» **Directions for this task**
Each line of the data holding "truck" should be found and copied.

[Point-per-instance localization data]

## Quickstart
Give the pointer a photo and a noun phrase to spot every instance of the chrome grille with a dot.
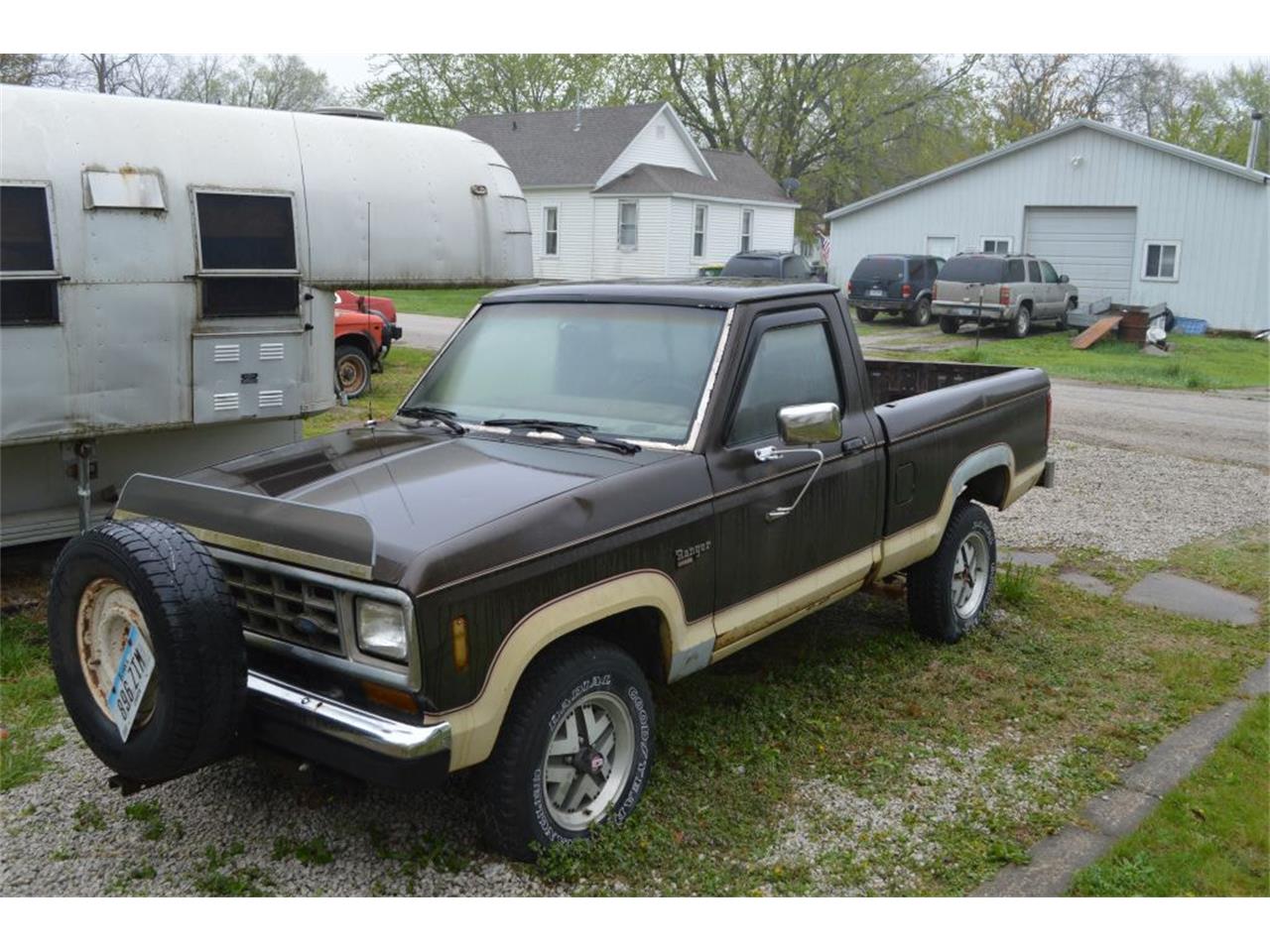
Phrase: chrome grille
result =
(286, 607)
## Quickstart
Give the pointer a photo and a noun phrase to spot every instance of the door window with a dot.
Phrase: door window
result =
(792, 366)
(28, 271)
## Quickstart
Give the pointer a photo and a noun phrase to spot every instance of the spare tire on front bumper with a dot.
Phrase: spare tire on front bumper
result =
(151, 580)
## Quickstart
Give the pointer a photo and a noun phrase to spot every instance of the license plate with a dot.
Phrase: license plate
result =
(130, 682)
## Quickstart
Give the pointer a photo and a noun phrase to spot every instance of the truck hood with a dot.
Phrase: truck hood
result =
(417, 489)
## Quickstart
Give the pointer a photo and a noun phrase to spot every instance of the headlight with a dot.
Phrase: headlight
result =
(381, 629)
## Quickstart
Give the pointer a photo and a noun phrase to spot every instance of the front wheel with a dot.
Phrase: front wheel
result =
(575, 749)
(921, 315)
(951, 592)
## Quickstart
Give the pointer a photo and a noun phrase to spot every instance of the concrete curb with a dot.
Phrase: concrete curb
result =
(1118, 812)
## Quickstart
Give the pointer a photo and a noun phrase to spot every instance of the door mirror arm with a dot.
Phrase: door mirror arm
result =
(766, 454)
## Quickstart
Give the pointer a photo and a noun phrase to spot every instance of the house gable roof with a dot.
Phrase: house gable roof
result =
(737, 176)
(543, 149)
(1179, 151)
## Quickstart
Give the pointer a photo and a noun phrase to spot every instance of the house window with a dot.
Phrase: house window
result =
(1161, 261)
(550, 230)
(627, 225)
(246, 253)
(28, 268)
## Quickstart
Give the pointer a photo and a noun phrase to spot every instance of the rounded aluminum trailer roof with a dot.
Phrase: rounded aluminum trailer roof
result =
(390, 202)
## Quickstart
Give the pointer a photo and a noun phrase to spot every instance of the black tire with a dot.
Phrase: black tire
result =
(199, 676)
(1021, 324)
(921, 313)
(931, 607)
(352, 370)
(517, 816)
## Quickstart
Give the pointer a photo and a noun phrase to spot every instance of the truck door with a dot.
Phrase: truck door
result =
(770, 567)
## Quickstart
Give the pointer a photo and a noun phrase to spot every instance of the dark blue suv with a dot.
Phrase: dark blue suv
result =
(894, 285)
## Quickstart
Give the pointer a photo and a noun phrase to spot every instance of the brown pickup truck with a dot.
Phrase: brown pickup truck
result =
(592, 488)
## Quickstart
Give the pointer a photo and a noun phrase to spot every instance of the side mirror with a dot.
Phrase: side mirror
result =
(808, 424)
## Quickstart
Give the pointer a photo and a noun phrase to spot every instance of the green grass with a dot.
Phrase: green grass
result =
(28, 701)
(443, 302)
(1196, 363)
(402, 368)
(1209, 837)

» **Completed exercise**
Give the pointer a photo and a noun phrase to spot every instance of the truck hood with a dot.
Phrase: truck hood
Give the pointer a photo and a noun phrase to spot every instance of the truck door with a dot.
Phrase: truck door
Give the pointer a photo and a noun phrase to spot every instance of the brown pickup truck with a dot.
Phrase: brown pickup truck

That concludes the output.